### Data to process
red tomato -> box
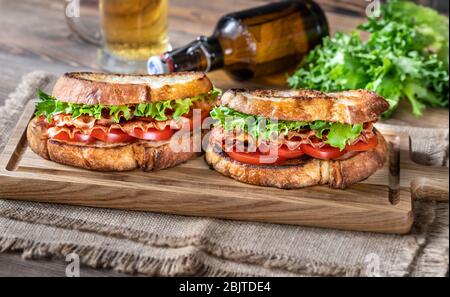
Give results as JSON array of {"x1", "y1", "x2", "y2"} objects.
[
  {"x1": 90, "y1": 128, "x2": 135, "y2": 143},
  {"x1": 276, "y1": 146, "x2": 305, "y2": 159},
  {"x1": 227, "y1": 151, "x2": 285, "y2": 165},
  {"x1": 300, "y1": 144, "x2": 346, "y2": 160},
  {"x1": 346, "y1": 136, "x2": 378, "y2": 152},
  {"x1": 127, "y1": 126, "x2": 174, "y2": 141},
  {"x1": 52, "y1": 131, "x2": 96, "y2": 144}
]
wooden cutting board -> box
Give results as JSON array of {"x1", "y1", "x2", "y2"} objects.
[{"x1": 0, "y1": 100, "x2": 448, "y2": 234}]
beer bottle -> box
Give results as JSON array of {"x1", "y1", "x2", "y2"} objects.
[{"x1": 148, "y1": 0, "x2": 329, "y2": 81}]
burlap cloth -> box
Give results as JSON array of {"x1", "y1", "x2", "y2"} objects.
[{"x1": 0, "y1": 71, "x2": 448, "y2": 277}]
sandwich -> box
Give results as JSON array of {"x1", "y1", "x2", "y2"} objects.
[
  {"x1": 206, "y1": 89, "x2": 389, "y2": 189},
  {"x1": 28, "y1": 72, "x2": 220, "y2": 171}
]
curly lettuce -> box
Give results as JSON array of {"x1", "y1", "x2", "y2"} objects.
[
  {"x1": 210, "y1": 106, "x2": 363, "y2": 150},
  {"x1": 35, "y1": 88, "x2": 221, "y2": 123},
  {"x1": 287, "y1": 0, "x2": 449, "y2": 118}
]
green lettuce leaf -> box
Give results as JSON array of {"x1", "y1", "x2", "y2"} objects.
[
  {"x1": 287, "y1": 0, "x2": 449, "y2": 118},
  {"x1": 381, "y1": 0, "x2": 449, "y2": 68},
  {"x1": 326, "y1": 122, "x2": 363, "y2": 150},
  {"x1": 210, "y1": 106, "x2": 363, "y2": 150},
  {"x1": 35, "y1": 88, "x2": 220, "y2": 123},
  {"x1": 109, "y1": 105, "x2": 132, "y2": 122}
]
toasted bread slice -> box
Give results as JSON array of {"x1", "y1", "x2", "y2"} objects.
[
  {"x1": 27, "y1": 118, "x2": 201, "y2": 171},
  {"x1": 52, "y1": 72, "x2": 214, "y2": 106},
  {"x1": 205, "y1": 127, "x2": 387, "y2": 189},
  {"x1": 220, "y1": 89, "x2": 389, "y2": 124}
]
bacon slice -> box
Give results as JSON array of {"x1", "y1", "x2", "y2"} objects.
[
  {"x1": 214, "y1": 121, "x2": 377, "y2": 152},
  {"x1": 120, "y1": 118, "x2": 189, "y2": 135},
  {"x1": 48, "y1": 117, "x2": 190, "y2": 139}
]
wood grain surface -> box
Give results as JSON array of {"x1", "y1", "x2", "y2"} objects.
[{"x1": 0, "y1": 0, "x2": 448, "y2": 277}]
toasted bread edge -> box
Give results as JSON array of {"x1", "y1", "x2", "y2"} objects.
[
  {"x1": 52, "y1": 72, "x2": 214, "y2": 105},
  {"x1": 220, "y1": 89, "x2": 389, "y2": 124}
]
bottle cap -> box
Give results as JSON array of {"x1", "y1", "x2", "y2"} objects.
[{"x1": 147, "y1": 56, "x2": 170, "y2": 75}]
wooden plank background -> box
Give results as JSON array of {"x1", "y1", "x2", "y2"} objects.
[{"x1": 0, "y1": 0, "x2": 447, "y2": 276}]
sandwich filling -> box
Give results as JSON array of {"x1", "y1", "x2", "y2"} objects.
[
  {"x1": 35, "y1": 88, "x2": 220, "y2": 144},
  {"x1": 210, "y1": 106, "x2": 378, "y2": 165}
]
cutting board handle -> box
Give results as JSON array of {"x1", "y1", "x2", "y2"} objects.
[{"x1": 411, "y1": 177, "x2": 449, "y2": 202}]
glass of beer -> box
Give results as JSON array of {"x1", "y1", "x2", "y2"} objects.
[{"x1": 65, "y1": 0, "x2": 170, "y2": 73}]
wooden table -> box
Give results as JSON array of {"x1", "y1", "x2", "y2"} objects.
[{"x1": 0, "y1": 0, "x2": 447, "y2": 276}]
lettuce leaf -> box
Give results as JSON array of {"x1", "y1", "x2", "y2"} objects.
[
  {"x1": 109, "y1": 105, "x2": 132, "y2": 122},
  {"x1": 287, "y1": 0, "x2": 449, "y2": 118},
  {"x1": 381, "y1": 0, "x2": 449, "y2": 69},
  {"x1": 35, "y1": 88, "x2": 220, "y2": 123},
  {"x1": 326, "y1": 122, "x2": 363, "y2": 150},
  {"x1": 210, "y1": 106, "x2": 363, "y2": 150}
]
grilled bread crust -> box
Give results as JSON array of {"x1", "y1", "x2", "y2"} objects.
[
  {"x1": 52, "y1": 72, "x2": 214, "y2": 105},
  {"x1": 205, "y1": 127, "x2": 387, "y2": 189},
  {"x1": 27, "y1": 118, "x2": 201, "y2": 171},
  {"x1": 221, "y1": 89, "x2": 389, "y2": 124}
]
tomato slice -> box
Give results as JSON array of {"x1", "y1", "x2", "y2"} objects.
[
  {"x1": 127, "y1": 126, "x2": 174, "y2": 141},
  {"x1": 51, "y1": 131, "x2": 96, "y2": 144},
  {"x1": 227, "y1": 151, "x2": 285, "y2": 165},
  {"x1": 277, "y1": 146, "x2": 305, "y2": 159},
  {"x1": 90, "y1": 128, "x2": 135, "y2": 143},
  {"x1": 346, "y1": 136, "x2": 378, "y2": 152},
  {"x1": 300, "y1": 144, "x2": 346, "y2": 160}
]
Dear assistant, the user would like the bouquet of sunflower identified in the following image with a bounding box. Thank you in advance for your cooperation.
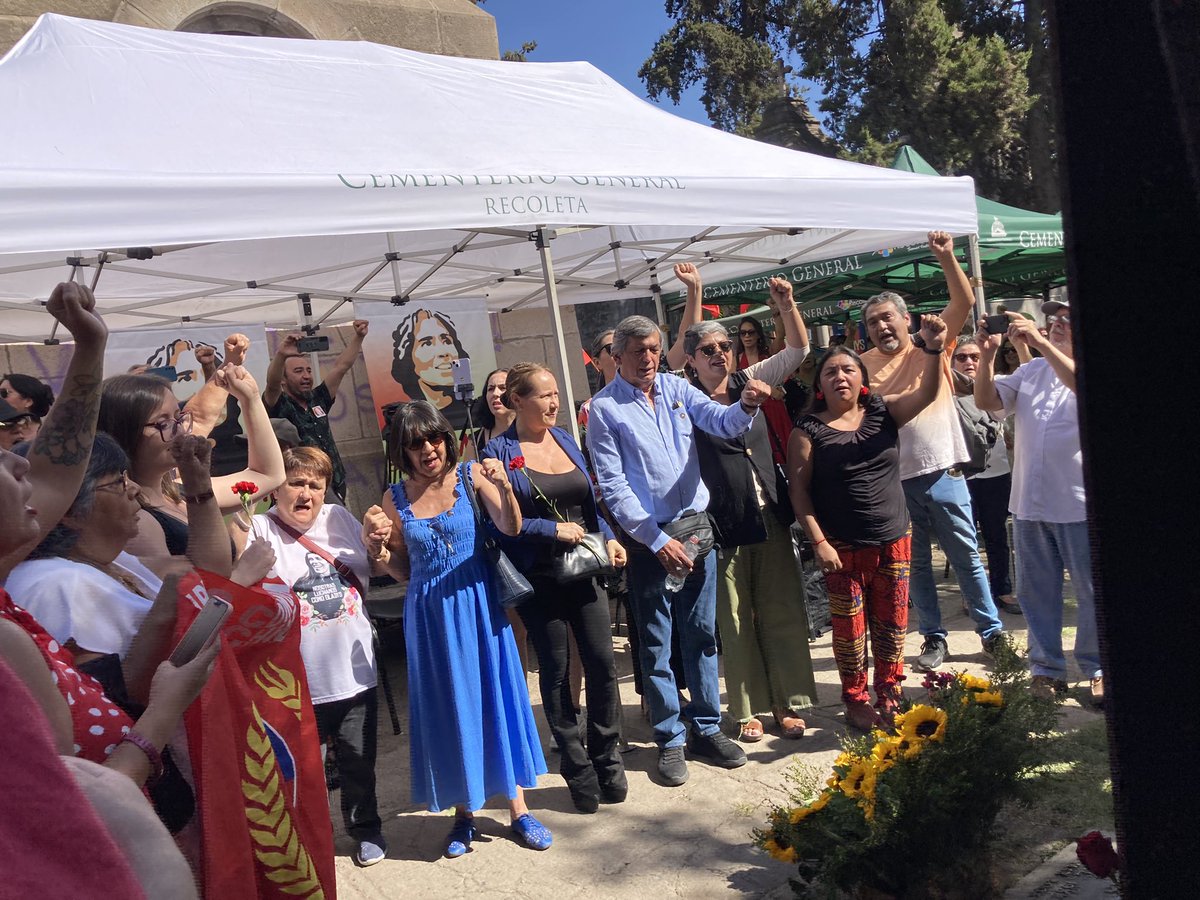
[756,640,1058,898]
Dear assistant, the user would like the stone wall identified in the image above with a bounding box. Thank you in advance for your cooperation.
[1,0,498,57]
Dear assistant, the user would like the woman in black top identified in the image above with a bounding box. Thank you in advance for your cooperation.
[787,314,948,732]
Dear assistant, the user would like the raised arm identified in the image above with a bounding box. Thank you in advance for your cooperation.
[210,365,285,509]
[263,332,301,410]
[322,320,368,401]
[929,231,976,337]
[786,428,842,574]
[471,459,521,537]
[171,435,232,577]
[883,314,949,427]
[379,491,412,585]
[973,318,1007,413]
[1006,312,1076,392]
[0,283,107,576]
[480,443,562,544]
[185,333,248,437]
[360,504,394,576]
[666,263,704,371]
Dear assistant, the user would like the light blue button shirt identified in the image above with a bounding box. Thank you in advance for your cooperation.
[586,371,755,553]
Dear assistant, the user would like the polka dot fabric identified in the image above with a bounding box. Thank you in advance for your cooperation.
[0,589,134,763]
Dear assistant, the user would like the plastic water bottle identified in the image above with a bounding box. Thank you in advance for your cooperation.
[664,535,702,592]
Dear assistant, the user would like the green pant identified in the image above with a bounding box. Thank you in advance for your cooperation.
[717,515,819,723]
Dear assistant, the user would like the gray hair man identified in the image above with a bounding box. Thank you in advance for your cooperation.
[586,314,772,787]
[859,232,1004,672]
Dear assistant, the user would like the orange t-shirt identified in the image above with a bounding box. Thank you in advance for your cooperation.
[861,342,968,480]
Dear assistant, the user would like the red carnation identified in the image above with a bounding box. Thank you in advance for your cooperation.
[232,481,259,496]
[509,456,526,471]
[1076,831,1121,879]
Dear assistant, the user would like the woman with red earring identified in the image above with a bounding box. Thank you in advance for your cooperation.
[787,314,949,731]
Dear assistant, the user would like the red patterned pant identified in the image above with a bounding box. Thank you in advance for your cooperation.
[825,532,912,705]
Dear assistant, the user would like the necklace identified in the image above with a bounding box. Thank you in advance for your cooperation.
[66,554,151,599]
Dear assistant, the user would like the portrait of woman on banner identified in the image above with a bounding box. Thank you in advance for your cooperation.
[391,308,471,430]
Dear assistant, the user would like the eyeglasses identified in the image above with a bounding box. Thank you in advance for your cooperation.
[738,329,758,337]
[953,353,981,363]
[1046,314,1071,326]
[406,432,446,451]
[598,343,613,357]
[697,341,733,358]
[144,410,193,441]
[0,414,38,430]
[94,470,133,494]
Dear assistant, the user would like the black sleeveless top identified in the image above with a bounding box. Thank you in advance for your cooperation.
[143,506,190,556]
[798,394,909,547]
[524,466,591,574]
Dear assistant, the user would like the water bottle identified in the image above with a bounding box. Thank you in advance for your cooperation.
[664,535,702,592]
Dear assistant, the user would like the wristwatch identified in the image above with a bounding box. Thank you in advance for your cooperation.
[911,335,942,355]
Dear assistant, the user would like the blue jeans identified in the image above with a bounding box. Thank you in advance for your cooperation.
[1013,519,1101,680]
[903,469,1003,641]
[626,547,722,748]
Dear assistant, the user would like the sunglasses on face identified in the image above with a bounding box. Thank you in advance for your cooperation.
[406,432,446,451]
[738,329,757,337]
[697,341,733,358]
[1046,314,1070,325]
[94,470,134,494]
[0,414,38,429]
[598,343,613,357]
[953,353,981,363]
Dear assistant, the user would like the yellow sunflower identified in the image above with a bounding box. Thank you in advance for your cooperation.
######
**Exercise instructions:**
Show the lines above that have the word "wooden".

**Written solution:**
wooden cutting board -> box
wooden plank background -> box
wooden table -> box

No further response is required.